# WRITTEN INSTRUCTION:
Starting at the line containing "the soldier sitting" and continuing through the end of the entries, rewrite those lines with "soldier sitting on tank" replaced by "soldier seated on tank" and nothing else changed.

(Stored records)
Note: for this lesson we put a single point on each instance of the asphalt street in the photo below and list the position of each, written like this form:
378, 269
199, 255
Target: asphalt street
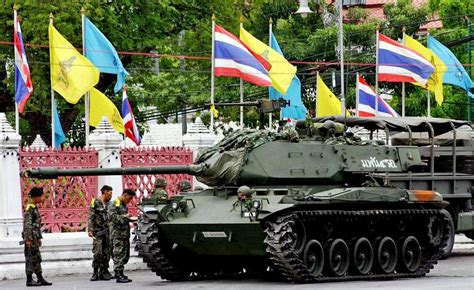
457, 272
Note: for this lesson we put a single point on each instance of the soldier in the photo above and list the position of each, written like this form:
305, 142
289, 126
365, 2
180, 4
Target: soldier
159, 193
184, 186
98, 230
244, 196
32, 237
119, 224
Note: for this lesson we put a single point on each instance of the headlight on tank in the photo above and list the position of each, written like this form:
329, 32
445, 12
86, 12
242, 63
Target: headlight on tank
256, 204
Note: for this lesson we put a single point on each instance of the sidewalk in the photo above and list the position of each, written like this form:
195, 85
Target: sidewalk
70, 254
62, 254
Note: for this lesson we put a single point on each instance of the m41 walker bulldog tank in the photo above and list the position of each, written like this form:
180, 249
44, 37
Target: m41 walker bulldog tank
316, 212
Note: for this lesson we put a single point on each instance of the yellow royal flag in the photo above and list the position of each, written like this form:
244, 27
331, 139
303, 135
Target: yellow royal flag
101, 106
72, 74
435, 83
327, 104
281, 72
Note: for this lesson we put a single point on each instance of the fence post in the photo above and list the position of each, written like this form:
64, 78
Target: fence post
107, 143
11, 219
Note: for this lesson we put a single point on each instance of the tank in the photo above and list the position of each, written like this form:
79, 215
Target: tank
314, 210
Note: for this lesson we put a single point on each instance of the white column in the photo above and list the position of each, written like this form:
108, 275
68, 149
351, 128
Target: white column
107, 143
11, 220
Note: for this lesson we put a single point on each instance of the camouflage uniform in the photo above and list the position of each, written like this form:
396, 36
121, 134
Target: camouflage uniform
32, 232
119, 225
98, 225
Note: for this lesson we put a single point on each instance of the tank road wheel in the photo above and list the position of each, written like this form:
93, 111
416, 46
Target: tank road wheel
313, 257
338, 257
448, 239
410, 255
298, 235
363, 256
386, 255
435, 231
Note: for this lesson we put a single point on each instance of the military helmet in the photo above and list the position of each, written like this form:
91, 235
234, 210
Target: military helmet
245, 190
160, 182
184, 185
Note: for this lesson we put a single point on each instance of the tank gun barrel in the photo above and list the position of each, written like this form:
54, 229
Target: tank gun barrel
54, 172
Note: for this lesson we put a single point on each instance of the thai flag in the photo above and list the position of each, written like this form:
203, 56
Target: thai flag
233, 59
398, 63
131, 130
366, 105
23, 85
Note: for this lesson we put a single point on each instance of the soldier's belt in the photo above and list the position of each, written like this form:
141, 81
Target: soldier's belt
104, 232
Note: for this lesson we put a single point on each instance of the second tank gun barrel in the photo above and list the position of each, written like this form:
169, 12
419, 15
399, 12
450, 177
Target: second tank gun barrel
54, 172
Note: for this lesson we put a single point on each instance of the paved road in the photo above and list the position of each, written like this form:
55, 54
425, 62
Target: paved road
457, 272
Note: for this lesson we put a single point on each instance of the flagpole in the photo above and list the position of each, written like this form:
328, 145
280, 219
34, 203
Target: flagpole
53, 137
377, 74
17, 113
242, 88
270, 31
212, 69
429, 102
357, 94
403, 83
87, 95
316, 99
428, 91
341, 47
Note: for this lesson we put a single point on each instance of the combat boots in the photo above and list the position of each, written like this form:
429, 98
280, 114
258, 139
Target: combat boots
121, 278
42, 281
95, 275
106, 274
103, 277
30, 282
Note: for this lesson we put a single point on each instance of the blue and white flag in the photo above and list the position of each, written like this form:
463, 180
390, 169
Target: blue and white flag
398, 63
102, 54
366, 105
233, 59
296, 110
456, 75
23, 85
59, 136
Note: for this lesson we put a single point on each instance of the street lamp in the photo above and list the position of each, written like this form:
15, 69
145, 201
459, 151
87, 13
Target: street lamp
304, 11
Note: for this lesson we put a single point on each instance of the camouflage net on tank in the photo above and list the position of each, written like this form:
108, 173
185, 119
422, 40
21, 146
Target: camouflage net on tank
224, 160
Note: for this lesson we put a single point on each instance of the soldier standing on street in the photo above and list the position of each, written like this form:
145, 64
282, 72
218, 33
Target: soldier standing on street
159, 193
119, 224
98, 230
32, 237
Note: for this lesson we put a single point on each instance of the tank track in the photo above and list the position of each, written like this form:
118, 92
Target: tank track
147, 245
284, 260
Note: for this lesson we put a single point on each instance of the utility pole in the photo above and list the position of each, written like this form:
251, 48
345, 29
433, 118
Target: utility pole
469, 68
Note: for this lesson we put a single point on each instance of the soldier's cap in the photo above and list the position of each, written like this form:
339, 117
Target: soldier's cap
36, 192
105, 188
129, 192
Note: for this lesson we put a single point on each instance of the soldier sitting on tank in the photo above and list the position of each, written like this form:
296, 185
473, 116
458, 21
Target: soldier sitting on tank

# RESULT OF THIS TASK:
Note: for this lesson we put a single point on each instance of the soldier seated on tank in the photo above and list the position of each, written like this form:
296, 185
473, 116
458, 21
Target: soldier seated on tank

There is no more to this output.